• _EXTRAIT DU DOCUMENT_:
★ ★ ★ ★ ★
Selamat Pagi, Sore, Malam semua ! C’est moi Manon, je reprends la plume pour Balisolo pour vous parler d’un sujet très local : les combats de coqs (Gocekan en balinais – Tabuh Rah quand les combats ont lieu au temple – Sabung Ayam en indonésien) ! Officiellement interdit depuis 2005, ce hobby très connu sur l’île des Dieux est néanmoins autorisé quelques fois dans l’année pour les cérémonies religieuses importantes). Dans la réalité, on assiste tous les jours à des dizaines de combats. Cet article n’a pas vocation aux débats sur la cause animale, je suis moi-même la première à la défendre. Cependant, il me semblait important d’en parler dans un article car les combats de coqs font partie intégrante de la culture balinaise. Vous croiserez fréquemment des coqs enfermés sur le bord de route, cela soulèvera quelques interrogations que le me propose de lever aujourd’hui. Dans cet article, je vais vous raconter ce que j’en sais, ai vu et entendu, ce n’est pas forcément une science exacte mais cela vous donnera quelques clés de compréhensions essentielles. C’est sans même être allée à « l’arène » – Non, je n’assiste pas aux combats ! – que j’ai pu comprendre tout ça. Pour vivre dans une famille balinaise et côtoyer de près « ce monde d’hommes » (mon cher et tendre balinais élève des coqs et est un parieur invétéré), s’occuper des coqs est une affaire quotidienne qui demande beaucoup de temps et d’attention !
★ ★ ★ ★ ★
Données enregistrées:

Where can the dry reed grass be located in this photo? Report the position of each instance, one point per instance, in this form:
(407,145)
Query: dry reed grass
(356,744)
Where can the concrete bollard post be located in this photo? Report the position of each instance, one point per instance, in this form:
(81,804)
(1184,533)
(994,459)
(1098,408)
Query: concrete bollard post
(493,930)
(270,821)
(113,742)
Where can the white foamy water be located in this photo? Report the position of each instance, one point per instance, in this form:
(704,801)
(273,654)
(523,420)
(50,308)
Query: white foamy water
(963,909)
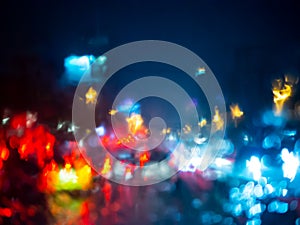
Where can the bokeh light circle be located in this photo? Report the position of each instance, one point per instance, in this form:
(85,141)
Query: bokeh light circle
(83,115)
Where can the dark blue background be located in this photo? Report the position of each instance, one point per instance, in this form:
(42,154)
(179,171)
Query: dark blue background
(245,43)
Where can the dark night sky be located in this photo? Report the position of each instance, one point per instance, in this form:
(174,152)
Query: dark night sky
(245,43)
★ ★ ★ ★ ★
D'après l'extrait sur les combats de coqs à Bali, depuis quelle année ces combats sont-ils officiellement interdits ?

• _RÉPONSE PRODUITE_: Ils sont officiellement interdits depuis 2005.